─── Dataset excerpts ───

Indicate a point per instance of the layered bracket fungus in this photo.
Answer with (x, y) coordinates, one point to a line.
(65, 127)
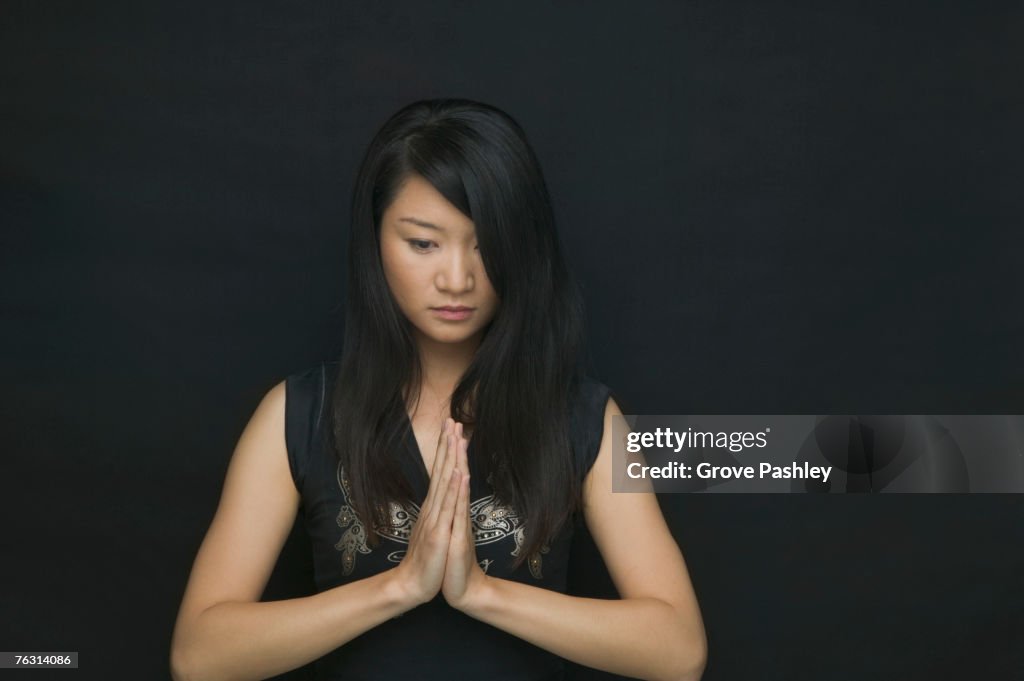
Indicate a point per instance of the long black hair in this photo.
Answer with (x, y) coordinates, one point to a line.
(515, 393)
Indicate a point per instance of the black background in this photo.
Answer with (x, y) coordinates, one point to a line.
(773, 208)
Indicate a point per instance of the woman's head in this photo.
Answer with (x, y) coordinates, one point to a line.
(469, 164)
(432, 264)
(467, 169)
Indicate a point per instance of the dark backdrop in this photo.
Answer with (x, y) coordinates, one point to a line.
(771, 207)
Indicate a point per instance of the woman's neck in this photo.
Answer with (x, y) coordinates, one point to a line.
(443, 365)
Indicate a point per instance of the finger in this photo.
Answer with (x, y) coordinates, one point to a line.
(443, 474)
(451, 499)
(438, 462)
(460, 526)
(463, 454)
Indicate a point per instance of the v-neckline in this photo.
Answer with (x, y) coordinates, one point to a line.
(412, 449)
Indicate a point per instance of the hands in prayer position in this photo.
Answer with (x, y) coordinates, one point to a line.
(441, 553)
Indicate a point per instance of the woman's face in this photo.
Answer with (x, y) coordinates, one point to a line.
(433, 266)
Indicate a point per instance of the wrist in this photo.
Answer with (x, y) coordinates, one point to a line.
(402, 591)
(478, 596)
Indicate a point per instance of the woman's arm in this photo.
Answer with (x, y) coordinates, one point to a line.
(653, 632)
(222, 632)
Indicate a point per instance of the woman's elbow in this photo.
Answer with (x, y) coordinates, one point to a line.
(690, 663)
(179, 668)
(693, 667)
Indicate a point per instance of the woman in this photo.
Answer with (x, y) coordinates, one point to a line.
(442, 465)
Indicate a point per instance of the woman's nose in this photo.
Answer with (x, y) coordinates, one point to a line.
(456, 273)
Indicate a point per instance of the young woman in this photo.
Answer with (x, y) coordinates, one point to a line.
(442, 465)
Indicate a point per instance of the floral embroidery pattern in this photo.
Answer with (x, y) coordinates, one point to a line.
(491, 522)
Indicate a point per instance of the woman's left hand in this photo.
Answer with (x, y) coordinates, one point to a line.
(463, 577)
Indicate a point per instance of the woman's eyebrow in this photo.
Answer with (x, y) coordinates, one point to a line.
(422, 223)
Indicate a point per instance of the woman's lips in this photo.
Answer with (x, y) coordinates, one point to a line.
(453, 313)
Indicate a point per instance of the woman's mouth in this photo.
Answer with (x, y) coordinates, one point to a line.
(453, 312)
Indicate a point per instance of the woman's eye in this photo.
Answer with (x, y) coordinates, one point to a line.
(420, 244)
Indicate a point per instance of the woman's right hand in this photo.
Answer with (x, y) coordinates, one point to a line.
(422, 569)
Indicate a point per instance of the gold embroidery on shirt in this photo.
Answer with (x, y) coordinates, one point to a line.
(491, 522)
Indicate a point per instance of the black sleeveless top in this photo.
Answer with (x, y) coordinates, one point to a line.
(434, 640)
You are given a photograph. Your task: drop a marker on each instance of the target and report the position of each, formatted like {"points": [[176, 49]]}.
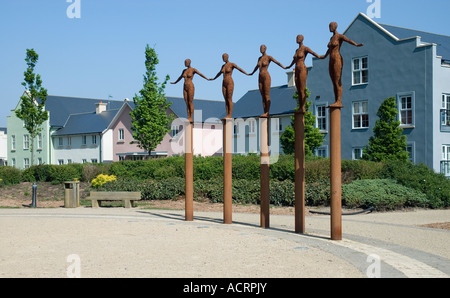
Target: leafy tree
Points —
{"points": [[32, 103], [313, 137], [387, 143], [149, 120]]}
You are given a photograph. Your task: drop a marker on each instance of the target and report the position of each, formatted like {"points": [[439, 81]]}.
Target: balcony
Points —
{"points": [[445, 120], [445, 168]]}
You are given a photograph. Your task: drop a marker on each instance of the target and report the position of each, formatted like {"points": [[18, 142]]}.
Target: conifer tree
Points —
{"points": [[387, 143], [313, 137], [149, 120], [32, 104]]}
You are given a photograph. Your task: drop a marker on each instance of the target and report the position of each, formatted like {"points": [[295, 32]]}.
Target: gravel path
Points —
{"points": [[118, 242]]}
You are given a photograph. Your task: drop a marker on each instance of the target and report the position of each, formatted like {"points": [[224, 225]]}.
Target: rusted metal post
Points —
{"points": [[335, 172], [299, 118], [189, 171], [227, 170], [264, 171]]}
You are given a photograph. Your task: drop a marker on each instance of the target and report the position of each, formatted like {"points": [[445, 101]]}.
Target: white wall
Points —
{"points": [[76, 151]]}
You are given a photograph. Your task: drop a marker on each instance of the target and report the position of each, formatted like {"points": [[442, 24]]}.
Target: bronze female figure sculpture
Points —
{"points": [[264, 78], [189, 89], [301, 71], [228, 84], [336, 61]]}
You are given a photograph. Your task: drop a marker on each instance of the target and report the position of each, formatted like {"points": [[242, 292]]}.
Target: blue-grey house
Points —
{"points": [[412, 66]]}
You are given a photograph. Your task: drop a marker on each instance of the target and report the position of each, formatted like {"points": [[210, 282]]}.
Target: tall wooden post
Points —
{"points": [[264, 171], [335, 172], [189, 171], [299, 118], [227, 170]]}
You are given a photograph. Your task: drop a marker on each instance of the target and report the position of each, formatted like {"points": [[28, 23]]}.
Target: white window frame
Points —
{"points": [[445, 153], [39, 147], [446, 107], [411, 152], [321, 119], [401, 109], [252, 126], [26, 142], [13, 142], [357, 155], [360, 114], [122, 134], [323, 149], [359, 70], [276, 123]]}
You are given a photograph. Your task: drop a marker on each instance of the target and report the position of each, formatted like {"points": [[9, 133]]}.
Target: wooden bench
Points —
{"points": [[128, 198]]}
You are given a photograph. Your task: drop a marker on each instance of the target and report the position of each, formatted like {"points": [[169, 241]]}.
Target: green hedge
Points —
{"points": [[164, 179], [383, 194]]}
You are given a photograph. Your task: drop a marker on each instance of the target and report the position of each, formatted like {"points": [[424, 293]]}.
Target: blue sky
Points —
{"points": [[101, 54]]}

───
─── Dataset excerpts ───

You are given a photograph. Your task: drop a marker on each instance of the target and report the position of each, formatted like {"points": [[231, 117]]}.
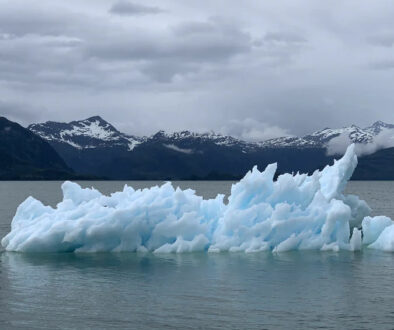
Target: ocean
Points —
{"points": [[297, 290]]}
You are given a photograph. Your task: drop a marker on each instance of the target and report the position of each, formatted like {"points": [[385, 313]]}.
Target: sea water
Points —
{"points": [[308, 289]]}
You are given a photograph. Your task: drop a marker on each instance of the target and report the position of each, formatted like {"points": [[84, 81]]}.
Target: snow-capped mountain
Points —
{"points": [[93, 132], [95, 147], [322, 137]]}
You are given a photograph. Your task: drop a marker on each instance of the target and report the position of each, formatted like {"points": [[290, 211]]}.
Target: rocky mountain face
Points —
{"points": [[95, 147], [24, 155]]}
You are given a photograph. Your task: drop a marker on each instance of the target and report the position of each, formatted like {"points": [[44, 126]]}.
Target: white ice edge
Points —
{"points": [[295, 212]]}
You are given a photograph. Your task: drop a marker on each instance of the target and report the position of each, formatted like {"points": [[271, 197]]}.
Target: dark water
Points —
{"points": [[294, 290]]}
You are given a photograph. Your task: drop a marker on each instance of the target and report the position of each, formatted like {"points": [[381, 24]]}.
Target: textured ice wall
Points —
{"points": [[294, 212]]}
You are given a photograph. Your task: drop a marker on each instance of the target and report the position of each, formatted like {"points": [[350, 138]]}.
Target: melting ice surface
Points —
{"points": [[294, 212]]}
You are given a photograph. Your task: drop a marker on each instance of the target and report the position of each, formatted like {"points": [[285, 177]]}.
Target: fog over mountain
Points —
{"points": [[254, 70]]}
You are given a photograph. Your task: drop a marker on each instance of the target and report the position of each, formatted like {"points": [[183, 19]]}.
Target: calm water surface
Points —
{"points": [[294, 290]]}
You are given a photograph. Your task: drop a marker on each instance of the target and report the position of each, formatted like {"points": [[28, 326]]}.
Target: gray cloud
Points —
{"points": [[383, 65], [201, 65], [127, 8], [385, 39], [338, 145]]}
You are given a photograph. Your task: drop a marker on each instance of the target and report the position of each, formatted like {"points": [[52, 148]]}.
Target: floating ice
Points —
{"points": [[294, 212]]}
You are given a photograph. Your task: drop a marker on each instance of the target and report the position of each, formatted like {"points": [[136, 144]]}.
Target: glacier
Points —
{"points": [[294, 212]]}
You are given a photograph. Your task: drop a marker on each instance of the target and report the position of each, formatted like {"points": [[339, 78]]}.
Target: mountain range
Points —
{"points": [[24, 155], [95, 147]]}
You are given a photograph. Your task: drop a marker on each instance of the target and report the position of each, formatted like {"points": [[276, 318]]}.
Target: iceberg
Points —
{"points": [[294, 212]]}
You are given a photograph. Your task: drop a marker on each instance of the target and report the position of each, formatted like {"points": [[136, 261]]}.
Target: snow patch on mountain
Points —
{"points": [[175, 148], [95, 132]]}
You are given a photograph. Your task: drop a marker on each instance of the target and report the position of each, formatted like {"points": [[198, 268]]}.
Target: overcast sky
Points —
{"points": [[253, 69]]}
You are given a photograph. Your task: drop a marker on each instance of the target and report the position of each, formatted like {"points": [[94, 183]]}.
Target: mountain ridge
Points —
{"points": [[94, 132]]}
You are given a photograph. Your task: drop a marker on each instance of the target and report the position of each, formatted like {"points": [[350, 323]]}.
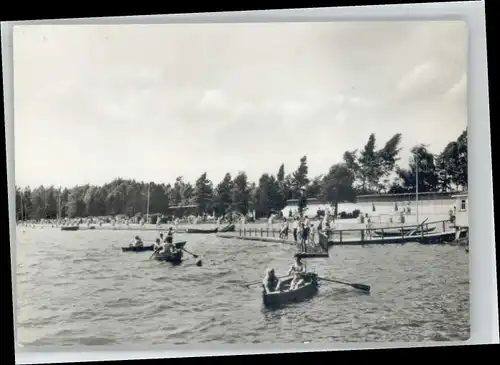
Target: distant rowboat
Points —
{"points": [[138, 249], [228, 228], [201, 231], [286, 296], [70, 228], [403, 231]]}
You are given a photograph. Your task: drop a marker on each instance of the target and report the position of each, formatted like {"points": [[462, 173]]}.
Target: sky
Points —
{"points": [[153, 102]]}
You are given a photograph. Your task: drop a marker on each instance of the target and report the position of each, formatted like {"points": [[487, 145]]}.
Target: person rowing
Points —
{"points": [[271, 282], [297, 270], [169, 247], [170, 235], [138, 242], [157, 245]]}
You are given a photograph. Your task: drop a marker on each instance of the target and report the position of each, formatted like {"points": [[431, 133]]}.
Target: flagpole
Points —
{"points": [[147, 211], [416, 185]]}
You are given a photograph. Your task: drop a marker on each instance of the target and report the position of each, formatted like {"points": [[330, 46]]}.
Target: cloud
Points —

───

▶ _Instructions for the task_
Show each line from the records above that contains the string "blue".

▶ _Written reply_
Target: blue-grey house
Target: blue sky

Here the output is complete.